### Document extract
· · · · · · ·
Facebook moving news initiatives to ‘backburner’: report
Social media platform Facebook is moving resources from its news initiatives and newsletters in an effort to build a more robust creator economy, according to a company memo.
In the document obtained and published by The Wall Street Journal on Tuesday, company senior executive Campbell Brown wrote that the social media giant is planning to shift its engineering and product support from its news tab and newsletter platform, Bulletin, to the creator economy.
Bulletin, launched in 2021, is a subscription-based service where freelance writers can write and publish stories for the company. The company’s news tab, created in 2019, is a curated list of stories from different news outlets such as The Washington Post and The New York Times that can be found on its mobile app and website, according to the Journal.
“For a lot of us—this was a labor of love and I know it’s hard to see these products put on the backburner,” Brown, a former journalist, wrote in her memo, also thanking the company’s partnership team for its work on the news initiatives in the past year.
“We remain committed to the success of creators, and are doing even more to ensure they can find audiences on Facebook and grow engaged communities there,” Brown added in the memo.
· · · · · · ·
### Goals
a – List every news organization mentioned by name in the article about Facebook's news initiatives.
b – Using the article about Facebook's news initiatives, decide whether each statement agrees with it, and support each yes or no with the article's own words: (i) Bulletin was launched in 2019. (ii) Campbell Brown is a former journalist. (iii) The news tab can be found on Facebook's mobile app and website.
c – Go on writing the article about Facebook's news initiatives, starting after its final sentence.
You won't need the entries that come after the article.

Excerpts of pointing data
· · · · · · ·
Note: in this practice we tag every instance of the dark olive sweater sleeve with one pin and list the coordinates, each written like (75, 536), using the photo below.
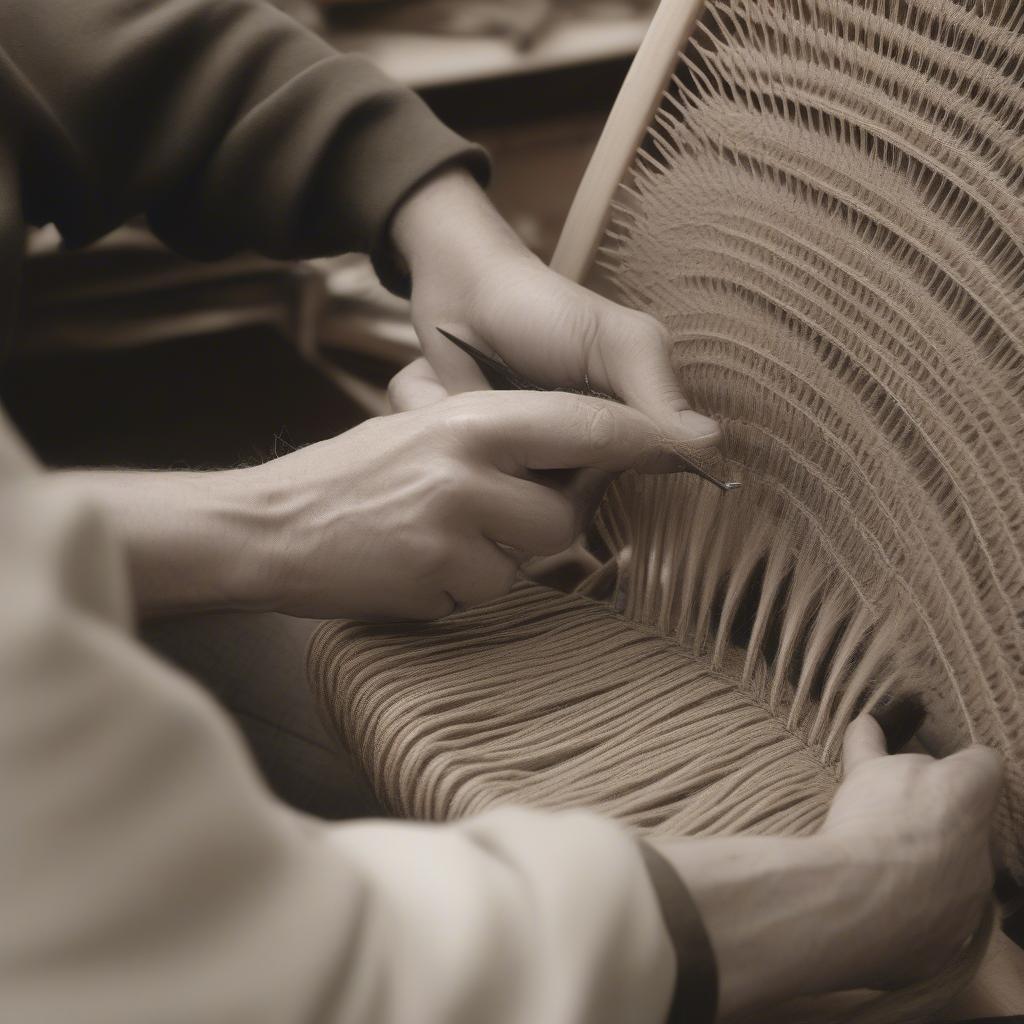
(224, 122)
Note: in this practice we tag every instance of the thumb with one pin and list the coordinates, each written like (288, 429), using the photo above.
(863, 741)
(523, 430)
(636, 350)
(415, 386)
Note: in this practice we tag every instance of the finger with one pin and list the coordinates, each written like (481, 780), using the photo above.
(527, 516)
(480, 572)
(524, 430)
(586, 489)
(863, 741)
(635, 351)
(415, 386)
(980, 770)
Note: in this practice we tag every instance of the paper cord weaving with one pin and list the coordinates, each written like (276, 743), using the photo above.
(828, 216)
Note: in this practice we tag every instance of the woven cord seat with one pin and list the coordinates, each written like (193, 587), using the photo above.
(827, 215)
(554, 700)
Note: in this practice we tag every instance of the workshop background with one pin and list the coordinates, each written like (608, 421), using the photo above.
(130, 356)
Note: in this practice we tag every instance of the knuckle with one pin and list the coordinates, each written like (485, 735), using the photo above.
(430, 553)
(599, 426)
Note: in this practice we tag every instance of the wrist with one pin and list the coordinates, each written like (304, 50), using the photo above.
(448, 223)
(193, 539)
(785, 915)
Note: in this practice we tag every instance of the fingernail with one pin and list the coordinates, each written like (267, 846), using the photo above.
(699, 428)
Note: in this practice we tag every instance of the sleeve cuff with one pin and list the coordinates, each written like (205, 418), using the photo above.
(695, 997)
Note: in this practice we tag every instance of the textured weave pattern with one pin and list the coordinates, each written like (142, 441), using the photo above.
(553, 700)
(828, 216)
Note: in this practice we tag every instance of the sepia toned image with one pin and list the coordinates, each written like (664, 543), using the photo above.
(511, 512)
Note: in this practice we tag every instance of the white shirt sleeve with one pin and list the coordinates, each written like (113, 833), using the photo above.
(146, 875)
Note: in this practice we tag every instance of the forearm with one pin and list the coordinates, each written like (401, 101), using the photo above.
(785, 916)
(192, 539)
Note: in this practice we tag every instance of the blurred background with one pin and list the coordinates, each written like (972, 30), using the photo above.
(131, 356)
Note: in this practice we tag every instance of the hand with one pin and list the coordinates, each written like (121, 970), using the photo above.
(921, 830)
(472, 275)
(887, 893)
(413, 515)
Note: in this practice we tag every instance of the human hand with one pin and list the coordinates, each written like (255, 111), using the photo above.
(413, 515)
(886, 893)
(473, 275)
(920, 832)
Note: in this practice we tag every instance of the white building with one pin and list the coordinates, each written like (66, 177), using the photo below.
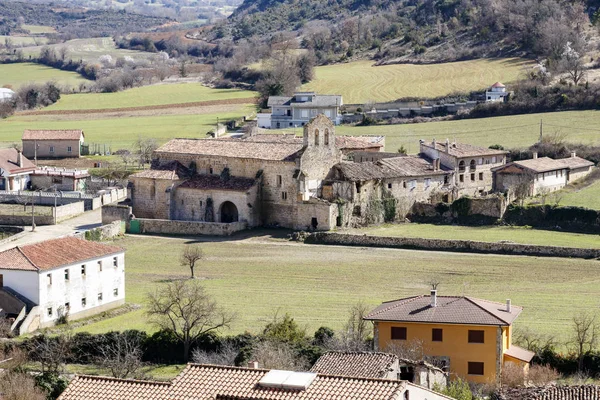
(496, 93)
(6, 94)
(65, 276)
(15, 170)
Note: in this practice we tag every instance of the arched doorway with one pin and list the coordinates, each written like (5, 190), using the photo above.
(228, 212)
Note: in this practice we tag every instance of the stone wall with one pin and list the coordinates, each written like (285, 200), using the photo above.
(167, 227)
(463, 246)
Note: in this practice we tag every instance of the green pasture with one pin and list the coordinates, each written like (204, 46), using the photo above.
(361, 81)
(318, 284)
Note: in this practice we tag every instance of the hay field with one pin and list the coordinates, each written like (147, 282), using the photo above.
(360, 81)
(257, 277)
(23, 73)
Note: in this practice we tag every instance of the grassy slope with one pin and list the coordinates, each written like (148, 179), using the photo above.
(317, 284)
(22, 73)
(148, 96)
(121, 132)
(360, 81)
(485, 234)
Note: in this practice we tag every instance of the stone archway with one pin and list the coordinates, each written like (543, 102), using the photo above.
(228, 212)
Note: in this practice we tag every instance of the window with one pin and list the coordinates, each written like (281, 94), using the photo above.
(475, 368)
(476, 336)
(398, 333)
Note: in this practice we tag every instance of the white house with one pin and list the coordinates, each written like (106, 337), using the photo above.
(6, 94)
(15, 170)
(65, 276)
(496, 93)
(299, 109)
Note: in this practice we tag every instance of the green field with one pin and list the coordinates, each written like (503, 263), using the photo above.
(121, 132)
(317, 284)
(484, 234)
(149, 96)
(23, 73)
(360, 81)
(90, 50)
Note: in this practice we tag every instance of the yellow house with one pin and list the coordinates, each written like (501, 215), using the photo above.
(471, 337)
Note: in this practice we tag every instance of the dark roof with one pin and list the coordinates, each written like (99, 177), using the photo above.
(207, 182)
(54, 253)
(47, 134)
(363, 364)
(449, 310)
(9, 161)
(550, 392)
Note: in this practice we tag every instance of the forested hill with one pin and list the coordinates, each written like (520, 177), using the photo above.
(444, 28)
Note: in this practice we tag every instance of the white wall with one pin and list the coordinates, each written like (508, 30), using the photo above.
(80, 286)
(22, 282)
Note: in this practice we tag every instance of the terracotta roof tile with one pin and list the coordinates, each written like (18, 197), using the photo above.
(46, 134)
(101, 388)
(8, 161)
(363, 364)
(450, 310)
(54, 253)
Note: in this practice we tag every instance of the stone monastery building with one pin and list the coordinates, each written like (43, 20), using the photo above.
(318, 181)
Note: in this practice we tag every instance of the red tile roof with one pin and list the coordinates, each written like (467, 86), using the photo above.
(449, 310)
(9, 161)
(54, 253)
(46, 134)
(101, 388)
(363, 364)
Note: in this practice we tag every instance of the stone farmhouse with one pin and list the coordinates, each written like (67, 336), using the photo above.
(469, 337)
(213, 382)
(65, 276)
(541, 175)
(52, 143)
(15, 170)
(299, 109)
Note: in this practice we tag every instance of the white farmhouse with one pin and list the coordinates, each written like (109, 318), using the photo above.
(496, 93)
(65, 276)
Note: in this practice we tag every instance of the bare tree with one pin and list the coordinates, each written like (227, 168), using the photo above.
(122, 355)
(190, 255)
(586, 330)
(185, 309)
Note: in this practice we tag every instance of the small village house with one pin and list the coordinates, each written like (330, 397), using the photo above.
· · · · · · ·
### Answers provided
a – The Wall Street Journal, The Washington Post, The New York Times

b –
(i) No: "Bulletin, launched in 2021"
(ii) Yes: "Brown, a former journalist"
(iii) Yes: "can be found on its mobile app and website"

c –
A source told the newspaper that the decision to move resources from the news product team was a business decision, and the move did not come from the partnership team which Brown is a member.
In a statement to The Hill, a spokesperson for Meta, the company that owns Facebook, said it evaluates products to ensure that they are bringing the most “meaningful experiences” to users on the platform.
“We regularly evaluate the products we offer to ensure we’re focused on the most meaningful experiences for people on Facebook and the future of our business,” a Meta spokesperson said. “We remain committed to the success of creators, and are doing even more to ensure they can find audiences on Facebook and grow engaged communities there.”
The Journal noted that Facebook’s plan to reallocate resources from its news services is in large part to compete with social media platform TikTok by shifting focus toward the metaverse and short-form video creation.
This story was updated at 5:50 p.m.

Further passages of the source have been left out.